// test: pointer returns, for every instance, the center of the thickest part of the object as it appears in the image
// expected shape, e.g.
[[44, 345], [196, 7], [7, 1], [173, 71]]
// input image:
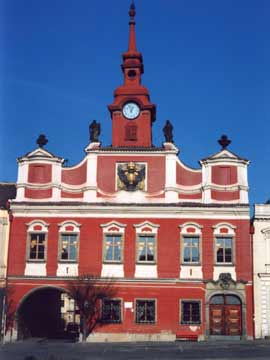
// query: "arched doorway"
[[40, 314], [225, 311]]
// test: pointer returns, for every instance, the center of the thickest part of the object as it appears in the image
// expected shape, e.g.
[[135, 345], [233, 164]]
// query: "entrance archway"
[[39, 314], [225, 313]]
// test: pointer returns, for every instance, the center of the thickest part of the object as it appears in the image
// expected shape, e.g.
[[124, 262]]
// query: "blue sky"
[[206, 66]]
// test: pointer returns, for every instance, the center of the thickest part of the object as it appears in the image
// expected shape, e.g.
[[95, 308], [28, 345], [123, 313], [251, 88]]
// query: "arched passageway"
[[41, 314]]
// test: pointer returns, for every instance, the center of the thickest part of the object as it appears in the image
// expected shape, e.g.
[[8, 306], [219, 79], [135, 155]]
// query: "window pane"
[[111, 311], [146, 248], [69, 243], [191, 249], [228, 255], [195, 254], [191, 313], [37, 246], [232, 300], [145, 311], [186, 254], [217, 300]]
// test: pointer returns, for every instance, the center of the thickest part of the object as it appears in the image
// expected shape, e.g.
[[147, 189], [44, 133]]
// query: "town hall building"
[[176, 240]]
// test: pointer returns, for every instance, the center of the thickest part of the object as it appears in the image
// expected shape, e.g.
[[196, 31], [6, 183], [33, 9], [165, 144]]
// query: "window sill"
[[224, 264], [191, 264], [146, 263]]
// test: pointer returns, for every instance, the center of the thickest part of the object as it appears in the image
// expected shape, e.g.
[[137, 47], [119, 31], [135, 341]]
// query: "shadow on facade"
[[39, 315]]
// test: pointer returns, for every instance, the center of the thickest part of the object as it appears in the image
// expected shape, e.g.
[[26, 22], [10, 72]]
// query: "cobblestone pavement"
[[59, 350]]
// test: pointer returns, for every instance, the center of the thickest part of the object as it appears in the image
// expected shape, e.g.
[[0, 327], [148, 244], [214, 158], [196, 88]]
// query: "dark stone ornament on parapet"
[[94, 131], [224, 142], [42, 140], [131, 176], [168, 131]]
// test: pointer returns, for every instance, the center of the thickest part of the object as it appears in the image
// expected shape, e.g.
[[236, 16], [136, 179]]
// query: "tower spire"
[[132, 35]]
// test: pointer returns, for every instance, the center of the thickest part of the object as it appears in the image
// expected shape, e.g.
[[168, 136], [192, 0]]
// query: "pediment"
[[39, 153], [224, 154]]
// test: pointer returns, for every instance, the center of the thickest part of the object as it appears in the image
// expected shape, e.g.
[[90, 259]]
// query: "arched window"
[[69, 232], [37, 232]]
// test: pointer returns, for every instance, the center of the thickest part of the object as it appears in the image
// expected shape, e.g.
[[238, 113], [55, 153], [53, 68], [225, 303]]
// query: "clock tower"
[[131, 111]]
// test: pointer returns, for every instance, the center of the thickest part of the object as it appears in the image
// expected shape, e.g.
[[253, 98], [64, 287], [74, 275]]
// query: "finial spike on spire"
[[132, 36], [224, 142], [132, 10]]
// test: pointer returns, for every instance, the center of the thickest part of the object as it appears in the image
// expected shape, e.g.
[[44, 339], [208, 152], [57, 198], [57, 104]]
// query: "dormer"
[[39, 174], [224, 176]]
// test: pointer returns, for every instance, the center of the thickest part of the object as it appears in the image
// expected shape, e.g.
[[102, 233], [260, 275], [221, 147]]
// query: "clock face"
[[131, 110]]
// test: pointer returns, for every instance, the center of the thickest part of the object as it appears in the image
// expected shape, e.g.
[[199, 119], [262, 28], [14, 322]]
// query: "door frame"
[[224, 308], [230, 288]]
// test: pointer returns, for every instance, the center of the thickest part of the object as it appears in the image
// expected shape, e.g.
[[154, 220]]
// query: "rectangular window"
[[111, 311], [190, 312], [146, 249], [191, 250], [224, 250], [69, 247], [145, 311], [113, 248], [37, 246]]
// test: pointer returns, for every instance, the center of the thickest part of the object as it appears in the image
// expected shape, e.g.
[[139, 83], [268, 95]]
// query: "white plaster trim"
[[112, 270], [37, 222], [190, 272], [165, 212], [66, 269], [231, 229], [193, 225], [35, 269], [120, 227], [187, 167], [146, 271], [140, 226], [224, 269], [69, 223]]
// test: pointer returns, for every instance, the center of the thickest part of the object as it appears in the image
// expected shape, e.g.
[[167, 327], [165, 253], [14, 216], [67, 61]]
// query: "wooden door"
[[216, 319], [232, 321], [225, 318]]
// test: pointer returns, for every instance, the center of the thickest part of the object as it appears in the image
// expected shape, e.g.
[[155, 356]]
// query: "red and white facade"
[[177, 241]]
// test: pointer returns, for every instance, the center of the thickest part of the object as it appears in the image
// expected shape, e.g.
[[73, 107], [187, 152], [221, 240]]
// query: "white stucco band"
[[112, 270], [35, 269], [66, 269], [224, 269], [264, 298], [190, 272], [146, 271]]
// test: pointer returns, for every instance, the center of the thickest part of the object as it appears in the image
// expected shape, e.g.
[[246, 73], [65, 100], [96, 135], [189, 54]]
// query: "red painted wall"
[[224, 175], [40, 173], [38, 194], [75, 176], [107, 167], [168, 246], [225, 195], [187, 177]]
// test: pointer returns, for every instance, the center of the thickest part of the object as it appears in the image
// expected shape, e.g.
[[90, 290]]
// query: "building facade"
[[7, 192], [175, 239], [261, 251]]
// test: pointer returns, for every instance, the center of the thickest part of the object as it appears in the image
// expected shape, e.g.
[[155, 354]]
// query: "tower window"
[[132, 74], [131, 132]]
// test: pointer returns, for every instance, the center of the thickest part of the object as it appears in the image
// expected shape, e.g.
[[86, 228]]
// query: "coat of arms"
[[130, 176]]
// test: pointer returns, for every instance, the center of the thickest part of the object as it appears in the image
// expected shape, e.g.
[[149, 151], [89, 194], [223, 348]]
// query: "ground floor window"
[[190, 312], [145, 311], [111, 310]]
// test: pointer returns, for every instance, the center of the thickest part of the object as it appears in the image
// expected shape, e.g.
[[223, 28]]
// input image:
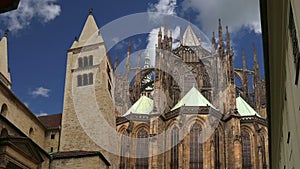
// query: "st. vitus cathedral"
[[184, 111], [180, 93]]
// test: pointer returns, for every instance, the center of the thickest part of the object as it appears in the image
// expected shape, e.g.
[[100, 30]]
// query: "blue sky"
[[43, 31]]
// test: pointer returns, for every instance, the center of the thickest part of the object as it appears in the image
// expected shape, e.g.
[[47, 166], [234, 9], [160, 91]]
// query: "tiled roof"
[[51, 121], [79, 153], [189, 37], [244, 108], [193, 98], [143, 106]]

::::::::

__TASK TO CARRY OUT__. Make a verbatim copy of all the entries and strip out the pictures.

__WRITTEN RESPONSE__.
// test: pointer returns, for every instance, the center of the thickest part of the object as it appears in the image
// expected shape, e.g.
[[44, 345], [196, 7], [7, 1], [173, 71]]
// input image:
// query: "arched doorway"
[[40, 314], [225, 311]]
// test: pointer returns, for every instance, the center of the thickest part of the object as it appears in the image
// expected shape, e.g.
[[135, 345], [233, 164]]
// query: "entrance archway"
[[39, 314], [225, 313]]
// test: pointer returns, for every instance, the center of the thickest part of the object as it appears in the image
// expected shape, e.g.
[[124, 262]]
// query: "blue sky"
[[206, 66]]
// test: pointer returns, for every instance, the center of the thickest part of the object as it appears in the image
// expected shape, e.g.
[[95, 308], [28, 345], [123, 313], [251, 88]]
// query: "arched passageway"
[[41, 314]]
// test: pointer returns, for every instance, the center of the thickest part of the object as it appears in the image
// expected shape, e.g.
[[8, 306], [219, 79], [135, 155]]
// query: "window pane"
[[111, 311], [146, 248], [69, 243], [191, 249], [228, 255], [195, 254], [191, 313], [37, 246], [232, 300], [145, 311], [186, 254], [217, 300]]
// test: pointer returns, for every instance, the center of the thickest part of the object as it appears in the image
// expected shape, e.g.
[[147, 189], [44, 133]]
// query: "town hall building"
[[176, 240]]
// test: pointer returns, for every instance, the center of the thickest part of the object as it appears in the image
// expected shape, e.g.
[[196, 31], [6, 183], [33, 9], [165, 144]]
// query: "window sill"
[[224, 264], [191, 264], [146, 263]]
// test: pointer returns, for every instance, the center of the thickest part of the object as it appears in the image
// expected shape, e.g.
[[137, 47], [119, 31], [135, 341]]
// query: "shadow on facade"
[[39, 315]]
// test: pointer returns, for every instance, the center of the thickest part of the object as it appears in the image
// expected shape, e.g.
[[26, 22], [10, 72]]
// query: "cobblestone pavement"
[[59, 350]]
// test: pointer returns, for every instance, the center of the thickest part of the object as it appears in the image
// expected shape, e.g.
[[0, 327], [148, 244], [214, 158], [196, 88]]
// query: "dark stone ornament on parapet"
[[94, 131], [224, 142], [42, 140], [131, 176], [168, 131]]
// test: pointer returns, for every instance, the center of the thickest part of the object as it appears in the image
// expected shape, e.g.
[[236, 16], [136, 179]]
// query: "tower spire"
[[132, 35]]
// test: pointer returns, for every instance, the center of the thickest part of the object as it appears in the image
// expected shape, e.g.
[[168, 136], [192, 0]]
// query: "pediment"
[[39, 153], [224, 154]]
// test: pointer returns, for every instance, the center of the thickest part of the object as it appears in the image
// expected shape, e.g.
[[90, 259]]
// query: "arched window"
[[69, 232], [37, 232]]
// test: pointer returns, for every instance, the center of the thickest part of the object as it appears in the image
// expected shape, e.g.
[[238, 113], [55, 153], [53, 68], [225, 303]]
// query: "clock tower"
[[131, 111]]
// test: pointer returns, for every instance, the center of the thickest part of the object as it appears in the image
// expected shape, e.g.
[[253, 98], [64, 287], [74, 275]]
// query: "finial spike on spire"
[[132, 36], [224, 142], [132, 10]]
// test: pointer returns, for every instance, the center of the thickest part of the object as it appears in the image
// expected shape, e.g.
[[44, 339], [208, 152], [57, 198], [57, 104]]
// query: "dormer"
[[39, 174], [224, 176]]
// test: pointer returns, for every instance, the center of the thickest part of the object as it appears in the image
// expected shape, e.g.
[[102, 233], [260, 275], [221, 147]]
// query: "clock face"
[[131, 110]]
// test: pointer returns, for every instance, the center of the thickest part of the object as it appears in the image
// expected shape, e.g.
[[199, 119], [262, 28], [14, 322]]
// query: "door frame"
[[224, 308], [230, 288]]
// test: pointer returns, for every instance, the center of the thickest part of the object as it appears in the image
// expected shape, e.g.
[[154, 220]]
// query: "rectangular window"
[[111, 311], [190, 312], [146, 249], [191, 250], [224, 250], [69, 247], [145, 311], [113, 248], [37, 246]]
// test: pointer returns, for every instance, the center of the thickest part of the object as it appears in the image
// expected shape, e.g.
[[139, 83], [268, 95]]
// query: "white plaster trim"
[[112, 270], [37, 222], [190, 272], [165, 212], [66, 269], [231, 229], [193, 225], [35, 269], [120, 227], [187, 167], [146, 271], [140, 226], [224, 269], [69, 223]]
// test: pointer returns, for every instance, the center of the thickest part of the object as it appears in the image
// expected shape, e.g.
[[167, 327], [165, 253], [14, 216], [67, 61]]
// query: "wooden door"
[[216, 319], [232, 321], [225, 318]]
// test: pointer returns, for every instance, the center of the thickest part of the object as it appears in the image
// expected shape, e.g.
[[155, 356]]
// query: "red and white facade"
[[177, 241]]
// test: pointer returns, for every instance, the center of the thickest part of the object as it appears in the image
// expected shape, e.g.
[[73, 107], [187, 152], [221, 240]]
// query: "white stucco band"
[[112, 270], [35, 269], [66, 269], [224, 269], [264, 298], [190, 272], [146, 271]]
// test: pointer returns, for every instance, the center of the thickest part of the object as it appears in the image
// expected shape, e.g.
[[246, 73], [65, 100], [96, 135], [189, 54]]
// query: "red painted wall"
[[224, 175], [40, 173], [38, 194], [75, 176], [107, 167], [168, 246], [225, 195], [187, 177]]
// test: pointer returns, for every instance, the center of the thickest part of the object as it appears in the image
// expected shape, e.g.
[[90, 290]]
// query: "building facade"
[[7, 192], [175, 239], [261, 251]]
// test: pointer returns, for every instance, the center of the thickest part of the object as it appears in the image
// expected shape, e.g.
[[155, 354]]
// query: "tower window"
[[132, 74], [131, 132]]
// test: pointer returns, for every instance, the center of the thickest part of the object as it appears in the image
// expected shape, e.g.
[[86, 228]]
// query: "coat of arms"
[[130, 176]]
// test: pointer returns, for every instance, the center of the thickest part of the object as it appears in the image
// expected shape, e.g.
[[149, 151], [89, 194], [223, 348]]
// query: "ground floor window"
[[190, 312], [145, 311], [111, 310]]
// test: pointer returns, for every instance, the center of the thickest part of the object as it appears in the image
// expected shape, e.g.
[[223, 28]]
// input image:
// query: "st. vitus cathedral"
[[184, 111], [180, 93]]
// test: pointer returns, for every instance, the center of the thickest part of the object as it appears in the image
// expected shape, e.g.
[[100, 30]]
// query: "blue sky"
[[43, 31]]
// test: pointer returns, for every instance, the center of the thickest part of the object as it appears in the image
// expected shape, e.g.
[[47, 166], [234, 9], [160, 91]]
// query: "tiled roof"
[[51, 121], [79, 153], [189, 37], [244, 108], [193, 98], [143, 106]]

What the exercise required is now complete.